■ WORK ITEM
Revise the newsroom profiles from the words "What was the" through the words "line: It’s fun.", giving that part again with "libations" replaced by "beverages".

Since his arrival, he’s helped change workflows that had been in place for years that only held back the newsroom. Before coming to The Chronicle, he was named Copy Editor of the Year for Digital First Media when he was the senior copy desk chief for digital and print content for the San Jose Mercury News and Contra Costa Times. In addition to being the senior news editor, O’Rourke writes about food and beer for different sections and blogs on SFGate.com and SFChronicle.com.

What advice do you have for other young professionals in the newspaper industry?
In an industry that’s shifting so quickly, you must be selfish about acquiring new skills and unafraid to fail fast and move forward.

What was the single most significant workflow process change you made that improved how the newsroom operated, and, also, tell us why you choose to write about beer and food with your very busy schedule?
With posting speed and traditional standards of quality often at odds, I’ve worked to apply a more commonsense approach to how we treat different kinds of stories, from breaking news briefs that need to get online as quick as possible to in-depth enterprise reporting that deserves an assigning editor’s steady hand and the exactness of a copy editor’s eye.            

I was a writer before I was an editor or a manager, and I miss it. Coming up with stories on Northern California food and libations over the past few years has reminded me again and again why I got into journalism and why I stuck with it through some painful years. The bottom line: It’s fun.

Dan Petty, 27
Digital Director of Sports, The Denver Post
Denver
Education:
University of Richmond, Bachelor of Science, biology.

A one-time intern, Dan Petty has become a digital leader in what The Denver Post newsroom. Petty was named The Denver Post’s first Social Media Editor in April 2010. In his current role he is responsible for planning and leading digital coverage for sports events, from the Broncos to the Rockies and Nuggets and Avalanche to the Olympics. Petty has increased the amount of live video The Post streams to its website—helping produce events during the Broncos season and the U.S. presidential campaign, including a three-hour live show during the first presidential debate at the University of Denver and a six-hour election night show. He also is part of the team that created and produced The Denver Post’s live sports show. In addition, he’s worked with Denver Post newsroom leadership to help train staff on social media and use of digital tools in reporting—all of which was helpful during The Post’s award-winning wildfire coverage and Pulitzer-winning Aurora shooting coverage.

What advice do you have for other young professionals in the newspaper industry?
Don’t be afraid of making changes necessary to make the newspaper better. Constantly experiment, but try to do so smartly, and ultimately don’t be afraid of failure. But know when it’s time to move on and try a new idea for a problem. Take the opportunity to learn as much as you can from the veterans on your staff about how they practice journalism—whether in words and reporting, photography, videography or graphics. Form relationships with them and build that with as many people on the staff as you can—even if you don’t work with them regularly. Challenge yourself to learn something new whenever you can, and take control of your own career and destiny. Don’t expect people to hand you all of the answers. My last two jobs at The Post were ones that didn’t previously exist, because I and others made the case that they were necessary to push us forward and make us a better news organization.

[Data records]
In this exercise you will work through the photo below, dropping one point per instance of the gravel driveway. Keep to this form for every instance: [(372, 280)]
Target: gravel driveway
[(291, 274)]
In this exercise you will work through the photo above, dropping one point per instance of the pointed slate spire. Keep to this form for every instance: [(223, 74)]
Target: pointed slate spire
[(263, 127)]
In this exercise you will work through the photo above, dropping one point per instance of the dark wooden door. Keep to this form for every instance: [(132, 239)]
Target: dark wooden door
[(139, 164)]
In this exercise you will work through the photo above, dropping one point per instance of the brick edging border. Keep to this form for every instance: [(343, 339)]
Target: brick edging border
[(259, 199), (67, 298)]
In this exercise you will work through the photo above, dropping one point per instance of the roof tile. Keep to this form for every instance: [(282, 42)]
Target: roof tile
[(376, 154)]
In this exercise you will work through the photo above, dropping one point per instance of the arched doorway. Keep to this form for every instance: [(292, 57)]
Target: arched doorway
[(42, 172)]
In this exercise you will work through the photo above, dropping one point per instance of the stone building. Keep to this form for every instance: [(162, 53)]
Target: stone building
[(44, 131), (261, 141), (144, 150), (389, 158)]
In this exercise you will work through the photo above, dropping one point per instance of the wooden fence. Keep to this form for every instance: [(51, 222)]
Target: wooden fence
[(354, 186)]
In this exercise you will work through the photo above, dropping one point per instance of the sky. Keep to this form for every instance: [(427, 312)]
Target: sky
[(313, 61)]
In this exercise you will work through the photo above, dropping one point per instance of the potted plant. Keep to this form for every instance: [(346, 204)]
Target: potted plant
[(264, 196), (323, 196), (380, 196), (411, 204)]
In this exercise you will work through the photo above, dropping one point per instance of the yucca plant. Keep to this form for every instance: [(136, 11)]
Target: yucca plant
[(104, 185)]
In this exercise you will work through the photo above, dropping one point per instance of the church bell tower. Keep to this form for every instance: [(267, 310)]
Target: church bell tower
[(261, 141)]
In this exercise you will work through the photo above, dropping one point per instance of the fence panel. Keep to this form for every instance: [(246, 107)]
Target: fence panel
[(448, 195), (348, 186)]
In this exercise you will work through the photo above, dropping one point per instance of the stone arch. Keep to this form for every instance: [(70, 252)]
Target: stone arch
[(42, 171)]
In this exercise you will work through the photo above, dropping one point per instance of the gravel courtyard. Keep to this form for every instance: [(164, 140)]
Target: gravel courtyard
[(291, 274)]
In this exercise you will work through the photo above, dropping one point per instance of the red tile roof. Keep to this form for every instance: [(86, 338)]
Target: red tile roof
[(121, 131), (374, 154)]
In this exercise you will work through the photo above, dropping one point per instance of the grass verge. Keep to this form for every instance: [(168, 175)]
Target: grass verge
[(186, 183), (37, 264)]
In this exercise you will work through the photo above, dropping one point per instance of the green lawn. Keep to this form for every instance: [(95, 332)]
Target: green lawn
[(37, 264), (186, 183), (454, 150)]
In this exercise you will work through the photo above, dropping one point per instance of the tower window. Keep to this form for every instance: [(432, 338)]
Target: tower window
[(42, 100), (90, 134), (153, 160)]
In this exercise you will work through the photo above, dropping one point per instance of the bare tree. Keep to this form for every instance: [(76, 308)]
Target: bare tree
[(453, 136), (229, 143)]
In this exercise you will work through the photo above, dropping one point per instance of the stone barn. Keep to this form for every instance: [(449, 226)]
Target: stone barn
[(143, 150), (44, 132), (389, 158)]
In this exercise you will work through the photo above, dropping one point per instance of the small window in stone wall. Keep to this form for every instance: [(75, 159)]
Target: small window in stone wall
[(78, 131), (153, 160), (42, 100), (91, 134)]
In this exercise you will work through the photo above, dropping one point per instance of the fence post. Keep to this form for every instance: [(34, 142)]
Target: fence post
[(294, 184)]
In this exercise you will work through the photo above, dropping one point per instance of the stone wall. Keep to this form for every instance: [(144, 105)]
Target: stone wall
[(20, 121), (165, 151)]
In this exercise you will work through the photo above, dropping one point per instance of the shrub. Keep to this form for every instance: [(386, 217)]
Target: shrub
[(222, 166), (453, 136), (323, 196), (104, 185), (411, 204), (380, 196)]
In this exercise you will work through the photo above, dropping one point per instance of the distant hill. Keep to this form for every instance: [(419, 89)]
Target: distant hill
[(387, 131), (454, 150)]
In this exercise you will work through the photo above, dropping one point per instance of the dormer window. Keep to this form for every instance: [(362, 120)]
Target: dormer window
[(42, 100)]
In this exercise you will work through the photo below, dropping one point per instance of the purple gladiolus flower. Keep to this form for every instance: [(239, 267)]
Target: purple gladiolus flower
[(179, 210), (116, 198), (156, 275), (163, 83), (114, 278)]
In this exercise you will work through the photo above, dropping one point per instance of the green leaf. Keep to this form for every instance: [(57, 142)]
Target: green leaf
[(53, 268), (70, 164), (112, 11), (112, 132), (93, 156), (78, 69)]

■ TASK RESULT
What was the single most significant workflow process change you made that improved how the newsroom operated, and, also, tell us why you choose to write about beer and food with your very busy schedule?
With posting speed and traditional standards of quality often at odds, I’ve worked to apply a more commonsense approach to how we treat different kinds of stories, from breaking news briefs that need to get online as quick as possible to in-depth enterprise reporting that deserves an assigning editor’s steady hand and the exactness of a copy editor’s eye.            

I was a writer before I was an editor or a manager, and I miss it. Coming up with stories on Northern California food and beverages over the past few years has reminded me again and again why I got into journalism and why I stuck with it through some painful years. The bottom line: It’s fun.